**ЧТО НУЖНО СДЕЛАТЬ:**
В каких строках пунктов ниже встречается слово «target»? Найдите все такие строки и перепишите их, учитывая регистр букв.
┌──
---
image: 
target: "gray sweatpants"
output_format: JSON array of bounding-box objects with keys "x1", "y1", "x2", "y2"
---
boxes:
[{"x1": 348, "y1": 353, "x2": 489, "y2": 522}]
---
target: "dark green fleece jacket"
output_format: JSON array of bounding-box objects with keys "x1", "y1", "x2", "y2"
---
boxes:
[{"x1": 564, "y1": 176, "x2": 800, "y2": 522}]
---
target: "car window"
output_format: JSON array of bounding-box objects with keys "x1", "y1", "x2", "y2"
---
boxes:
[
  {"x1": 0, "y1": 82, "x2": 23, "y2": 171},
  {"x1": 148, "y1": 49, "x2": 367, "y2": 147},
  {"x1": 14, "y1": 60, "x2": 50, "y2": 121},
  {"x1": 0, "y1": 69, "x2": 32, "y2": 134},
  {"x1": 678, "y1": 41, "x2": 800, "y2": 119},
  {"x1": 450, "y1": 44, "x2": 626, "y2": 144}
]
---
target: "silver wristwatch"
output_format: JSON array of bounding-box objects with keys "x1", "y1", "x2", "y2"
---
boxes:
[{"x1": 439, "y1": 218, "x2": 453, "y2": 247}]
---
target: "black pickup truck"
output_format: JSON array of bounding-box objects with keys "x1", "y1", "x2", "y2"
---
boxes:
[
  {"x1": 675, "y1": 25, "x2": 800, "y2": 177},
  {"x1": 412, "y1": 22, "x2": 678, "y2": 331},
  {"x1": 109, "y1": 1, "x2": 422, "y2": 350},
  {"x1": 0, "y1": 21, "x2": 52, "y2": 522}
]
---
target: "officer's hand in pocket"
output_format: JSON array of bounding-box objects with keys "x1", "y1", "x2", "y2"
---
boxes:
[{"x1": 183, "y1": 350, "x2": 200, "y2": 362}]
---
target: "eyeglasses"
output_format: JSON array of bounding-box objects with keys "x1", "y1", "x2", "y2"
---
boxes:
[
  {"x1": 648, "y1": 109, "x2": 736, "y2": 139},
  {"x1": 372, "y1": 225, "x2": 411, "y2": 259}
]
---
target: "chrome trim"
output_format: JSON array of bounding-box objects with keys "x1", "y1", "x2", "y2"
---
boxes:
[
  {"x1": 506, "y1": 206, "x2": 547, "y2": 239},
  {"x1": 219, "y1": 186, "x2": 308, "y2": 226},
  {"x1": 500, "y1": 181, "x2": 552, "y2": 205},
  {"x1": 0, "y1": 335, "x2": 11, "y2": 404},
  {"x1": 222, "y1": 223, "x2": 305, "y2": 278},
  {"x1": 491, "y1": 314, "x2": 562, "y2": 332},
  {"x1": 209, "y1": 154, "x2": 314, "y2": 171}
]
└──
**ОЖИДАЕМЫЙ РЕЗУЛЬТАТ:**
target: "gray sweatpants"
target: "dark green fleece jacket"
target: "car window"
target: "silver wristwatch"
target: "black pickup truck"
target: "officer's hand in pocket"
target: "eyeglasses"
target: "chrome trim"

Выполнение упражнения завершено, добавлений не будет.